PROVIDED TEXT –
################
LSU overpowers UK in SEC semis

By BRIAN RICKERD/sports@state-journal.com Published:

NASHVILLE – The LSU Lady Tigers mixed superior height, experience and desire to whip the Kentucky Wildcats, 72-61, Saturday afternoon in the semifinals of the Southeastern Conference Tournament here at Bridgestone Arena.


It was that simple as fourth-seeded LSU improved to 22-9 and advanced to today’s championship game against Tennessee, a 74-58 winner over South Carolina Saturday.


Kentucky, the SEC’s regular season champs, fell to 25-6 and await next Monday’s NCAA Tournament selection show.


Coach Matthew Mitchell’s Wildcats have some repairs to make in both execution and confidence between now and then.


The Wildcats were dominated on the boards by the Lady Tigers, 38-23, which led to a slew of problems. A) It led to a lot of secondchance points by LSU – 12-4 edge on UK in that area – and B) It led to a lot of fouling by the smaller Wildcats, who looked helpless in trying to stop the bigger LSU players.
################
Point-based annotation data
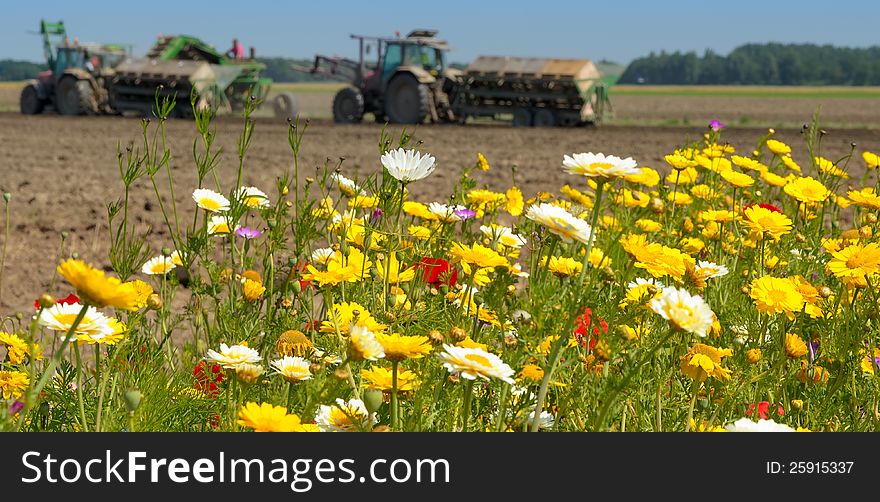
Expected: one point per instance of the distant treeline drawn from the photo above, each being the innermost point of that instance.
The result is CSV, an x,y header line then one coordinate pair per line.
x,y
760,64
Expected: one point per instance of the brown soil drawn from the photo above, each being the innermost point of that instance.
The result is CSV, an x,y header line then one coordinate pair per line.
x,y
62,172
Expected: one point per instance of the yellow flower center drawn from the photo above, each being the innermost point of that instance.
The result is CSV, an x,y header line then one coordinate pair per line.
x,y
601,166
209,204
482,361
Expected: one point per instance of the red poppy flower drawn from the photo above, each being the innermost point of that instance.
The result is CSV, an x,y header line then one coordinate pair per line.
x,y
765,205
583,324
297,272
437,271
71,298
207,377
214,421
763,409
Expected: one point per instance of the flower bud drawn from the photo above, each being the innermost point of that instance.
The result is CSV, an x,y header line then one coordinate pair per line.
x,y
457,334
436,337
248,374
657,205
46,301
753,356
372,400
132,400
154,302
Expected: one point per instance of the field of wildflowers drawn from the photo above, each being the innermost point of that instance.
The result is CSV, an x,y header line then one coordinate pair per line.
x,y
725,291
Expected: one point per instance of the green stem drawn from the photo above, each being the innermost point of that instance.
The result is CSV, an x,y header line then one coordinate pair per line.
x,y
5,243
79,395
694,389
606,405
595,221
394,404
466,408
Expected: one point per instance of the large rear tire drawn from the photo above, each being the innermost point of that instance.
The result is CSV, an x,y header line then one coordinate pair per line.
x,y
75,97
348,106
30,102
407,101
284,106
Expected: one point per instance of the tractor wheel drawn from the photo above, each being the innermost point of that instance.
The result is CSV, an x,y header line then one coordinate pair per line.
x,y
284,106
522,117
544,118
348,106
407,101
75,97
30,102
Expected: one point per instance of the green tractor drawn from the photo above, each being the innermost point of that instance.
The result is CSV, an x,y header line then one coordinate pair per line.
x,y
233,81
76,81
406,80
402,80
88,79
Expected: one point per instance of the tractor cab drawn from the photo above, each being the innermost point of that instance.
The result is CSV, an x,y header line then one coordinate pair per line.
x,y
92,58
399,79
418,49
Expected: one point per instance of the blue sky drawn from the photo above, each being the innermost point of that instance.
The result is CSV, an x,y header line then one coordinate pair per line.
x,y
618,30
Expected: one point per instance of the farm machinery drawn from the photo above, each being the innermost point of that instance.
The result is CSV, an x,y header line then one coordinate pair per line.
x,y
407,81
88,79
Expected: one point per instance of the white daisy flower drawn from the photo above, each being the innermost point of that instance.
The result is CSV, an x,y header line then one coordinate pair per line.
x,y
473,363
408,165
159,265
252,197
218,225
210,200
560,222
364,344
60,317
292,369
322,255
599,165
685,312
545,420
232,357
344,416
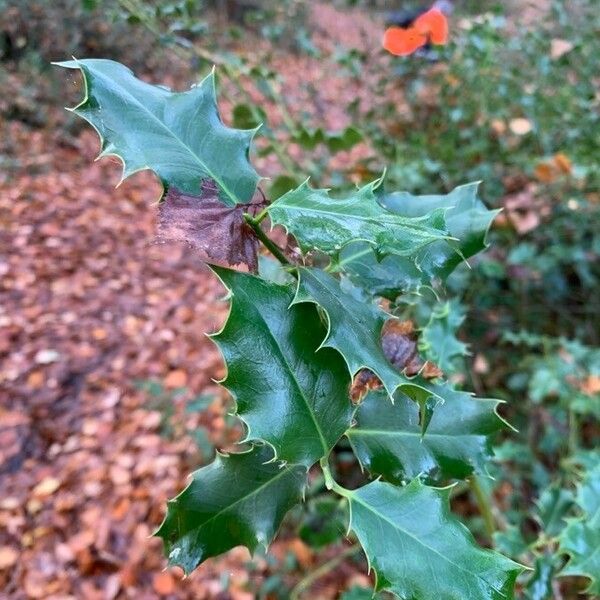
################
COMPLETE THE FOLLOWING –
1 > In the article on LSU's semifinal win over Kentucky, what was the rebounding total for each team?
2 > List every basketball team named in the article on LSU's semifinal win over Kentucky.
3 > Write the next few paragraphs of the article on LSU's semifinal win over Kentucky.

ANSWERS FOR THE EXERCISE –
1 > LSU outrebounded Kentucky 38-23.

2 > LSU, Kentucky, Tennessee, South Carolina

3 >
LSU hit 34 of 43 free throws, to 6 of 13 for Kentucky.

“I felt like we really tried to establish our inside game because we’re BIG, and we wanted to take advantage of our size,” said LSU head coach Nikki Caldwell. “When we did do that, it put a lot of pressure on them to guard us, which allowed us to get to the free throw line.”


“I think they really wanted our post players to try to beat them, and they put a lot of pressure on A’dia (Mathies), Keyla (Snowden) and  Bria (Goss), and we just didn’t get much production out of our post game today and just could not make shots around the basket,” Mitchell said. “You’d like to see the free throws a little bit more even, but when you have it like that, you have to find some other way to pull it out.'


LSU also rated an edge in shooting from the field, hitting 48.7 percent of its shots on 19-of-39, while Kentucky was 24-of-59 from the outside, for 40.7 percent.


Asked about the free throw disparity, Mitchell didn’t utter a single word of complaint about the officiating...nor should he. He seemed to indicate the whole mess for his team was a result of LSU’s edge in desire, or want-to, if you will.


“They played with a lot of heart, a lot of desire,” Mitchell said, hinting that his own team did not make itself proud in either area on this day. “Clearly they wanted to play in the championship tomorrow.”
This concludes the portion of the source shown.